[Passage provided]:
(begin)

Oman’s Ministry of Finance did not reply to Al-Monitor’s request for comment.
Beyond the prospect of a future economic diversification, the Omani economy remains hydrocarbon-dependent, which might become unsustainable in the long term as the world is “gradually moving away from oil,” the International Monetary Fund said in a report.
According to the IMF, GDP growth in Oman was 0.5% in 2019 — while the projected figures for 2020 and 2021 are -2.8% and 3%, respectively.
In this context, the second objective pursued by the SGRF is to support government efforts in diversifying long-term income resources, “funding for future generation,” it writes.
Headquartered in Muscat, the state-owned entity invest in emerging and developed markets across more than 35 countries with an annual return on investment over 7%.
According to SGRF’s website, its portfolio includes government bonds, private investments and public assets across 10 economic sectors that can “easily be converted into cash any time.” The fund also partners in joint ventures in Vietnam, India, Uzbekistan and Brunei.
Lebanon’s former Minister of Economy and Industry Nasser Saidi believes Gulf sovereign wealth funds should rather bolster domestic economies by supporting local industries and innovation, introducing new technologies and helping governments to digitalize their economies.
“They [Gulf sovereign welfare funds] could play the role of diversification instruments for the governments of the region,” Saidi said during a virtual panel discussion hosted by the Washington-based think tank Arab Gulf States Institute on April 7.
According to Scacciavillani, however, drastic improvements in the business and legislative environment should drive economic diversification, not only the amount of investment sovereign wealth funds can inject into it. “A major big bang approach would be desirable if you want to provide a powerful impulse and jump-start the Omani economy,” he said.
As Oman’s precarious fiscal situation deteriorates, further depletion of the SGRF could become a necessity, yet, only a short-term relief waiting for structural reforms to take effect.

(end)

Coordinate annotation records

(begin)

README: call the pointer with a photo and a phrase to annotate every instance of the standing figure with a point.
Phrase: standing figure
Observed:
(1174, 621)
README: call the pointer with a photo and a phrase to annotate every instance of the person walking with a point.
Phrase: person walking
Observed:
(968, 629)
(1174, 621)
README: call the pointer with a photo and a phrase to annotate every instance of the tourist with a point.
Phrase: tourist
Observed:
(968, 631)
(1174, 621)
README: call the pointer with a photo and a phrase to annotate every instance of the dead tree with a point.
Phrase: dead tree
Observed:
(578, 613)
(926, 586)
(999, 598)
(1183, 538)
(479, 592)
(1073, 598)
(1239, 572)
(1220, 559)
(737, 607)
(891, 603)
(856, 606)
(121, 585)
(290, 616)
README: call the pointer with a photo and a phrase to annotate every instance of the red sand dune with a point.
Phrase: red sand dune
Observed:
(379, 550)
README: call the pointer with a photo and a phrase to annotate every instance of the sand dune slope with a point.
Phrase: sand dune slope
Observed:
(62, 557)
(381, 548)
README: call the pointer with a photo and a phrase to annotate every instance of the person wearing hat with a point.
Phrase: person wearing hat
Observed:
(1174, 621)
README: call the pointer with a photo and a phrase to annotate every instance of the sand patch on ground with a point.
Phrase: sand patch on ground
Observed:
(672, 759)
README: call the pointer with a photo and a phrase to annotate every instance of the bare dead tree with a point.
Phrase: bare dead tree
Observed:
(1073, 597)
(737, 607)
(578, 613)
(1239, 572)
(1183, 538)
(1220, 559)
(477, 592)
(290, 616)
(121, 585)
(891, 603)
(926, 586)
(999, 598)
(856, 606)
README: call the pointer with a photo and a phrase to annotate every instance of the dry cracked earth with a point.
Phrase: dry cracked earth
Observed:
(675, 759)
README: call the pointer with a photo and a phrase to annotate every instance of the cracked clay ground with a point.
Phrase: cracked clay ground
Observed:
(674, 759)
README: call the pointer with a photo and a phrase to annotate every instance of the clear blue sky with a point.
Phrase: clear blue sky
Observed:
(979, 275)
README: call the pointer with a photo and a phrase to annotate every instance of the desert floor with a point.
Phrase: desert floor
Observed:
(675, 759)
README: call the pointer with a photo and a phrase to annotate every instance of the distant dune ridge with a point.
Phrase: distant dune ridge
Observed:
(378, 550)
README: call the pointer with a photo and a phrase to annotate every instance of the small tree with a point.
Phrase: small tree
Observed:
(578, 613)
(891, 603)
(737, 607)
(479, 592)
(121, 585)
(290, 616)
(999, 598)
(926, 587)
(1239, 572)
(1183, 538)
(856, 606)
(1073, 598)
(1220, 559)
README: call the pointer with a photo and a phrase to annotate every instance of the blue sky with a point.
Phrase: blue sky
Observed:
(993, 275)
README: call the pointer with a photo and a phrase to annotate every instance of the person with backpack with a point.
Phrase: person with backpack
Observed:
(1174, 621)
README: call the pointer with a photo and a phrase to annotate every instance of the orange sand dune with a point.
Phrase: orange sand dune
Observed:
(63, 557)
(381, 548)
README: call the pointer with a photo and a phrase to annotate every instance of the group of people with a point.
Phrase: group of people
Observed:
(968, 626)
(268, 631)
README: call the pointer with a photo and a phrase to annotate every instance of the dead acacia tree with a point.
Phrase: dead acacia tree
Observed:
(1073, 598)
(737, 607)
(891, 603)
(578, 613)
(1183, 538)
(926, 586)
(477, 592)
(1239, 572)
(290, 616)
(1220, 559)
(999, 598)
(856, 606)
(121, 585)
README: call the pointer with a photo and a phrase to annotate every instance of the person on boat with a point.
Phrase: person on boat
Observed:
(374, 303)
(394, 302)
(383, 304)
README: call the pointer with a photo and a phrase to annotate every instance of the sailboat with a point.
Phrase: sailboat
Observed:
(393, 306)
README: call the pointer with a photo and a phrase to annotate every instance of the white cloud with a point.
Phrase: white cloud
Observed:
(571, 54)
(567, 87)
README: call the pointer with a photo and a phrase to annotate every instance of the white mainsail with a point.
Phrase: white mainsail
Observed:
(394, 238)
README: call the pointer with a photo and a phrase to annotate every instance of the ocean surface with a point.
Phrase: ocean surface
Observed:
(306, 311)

(end)

[Exercise directions]: Render this sentence from the passage on Oman's economy in Spanish: "According to the IMF, GDP growth in Oman was 0.5% in 2019 — while the projected figures for 2020 and 2021 are -2.8% and 3%, respectively."

[Answer below]: Según el FMI, el crecimiento del PIB en Omán fue del 0,5 % en 2019, mientras que las cifras previstas para 2020 y 2021 son del -2,8 % y del 3 %, respectivamente.